**Exercise description:** Count the lines in the listing below that contain the string "lemon", treating uppercase and lowercase letters as different. Reply with the number alone.

**Material for this exercise:**

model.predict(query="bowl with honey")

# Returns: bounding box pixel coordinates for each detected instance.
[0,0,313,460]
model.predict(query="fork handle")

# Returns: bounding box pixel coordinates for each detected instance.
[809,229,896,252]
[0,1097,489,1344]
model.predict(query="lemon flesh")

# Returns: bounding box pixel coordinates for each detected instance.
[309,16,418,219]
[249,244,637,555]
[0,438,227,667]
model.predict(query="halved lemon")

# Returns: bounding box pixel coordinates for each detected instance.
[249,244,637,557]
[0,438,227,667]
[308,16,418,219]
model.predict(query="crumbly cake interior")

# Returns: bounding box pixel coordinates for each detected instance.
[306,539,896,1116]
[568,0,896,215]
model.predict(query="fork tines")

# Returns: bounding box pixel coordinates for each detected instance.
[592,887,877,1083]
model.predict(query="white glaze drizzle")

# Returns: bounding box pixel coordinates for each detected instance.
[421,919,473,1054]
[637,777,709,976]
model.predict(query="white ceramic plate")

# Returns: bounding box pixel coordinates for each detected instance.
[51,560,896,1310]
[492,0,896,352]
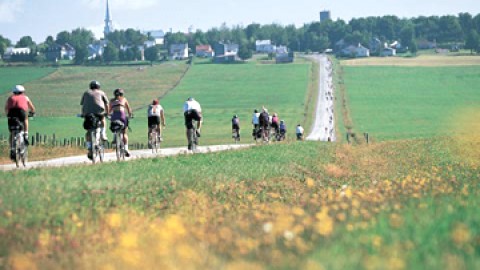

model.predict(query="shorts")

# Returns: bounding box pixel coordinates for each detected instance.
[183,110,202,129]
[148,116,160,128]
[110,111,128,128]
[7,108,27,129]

==

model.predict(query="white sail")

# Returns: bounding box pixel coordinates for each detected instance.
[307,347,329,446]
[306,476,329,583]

**The reply:** 2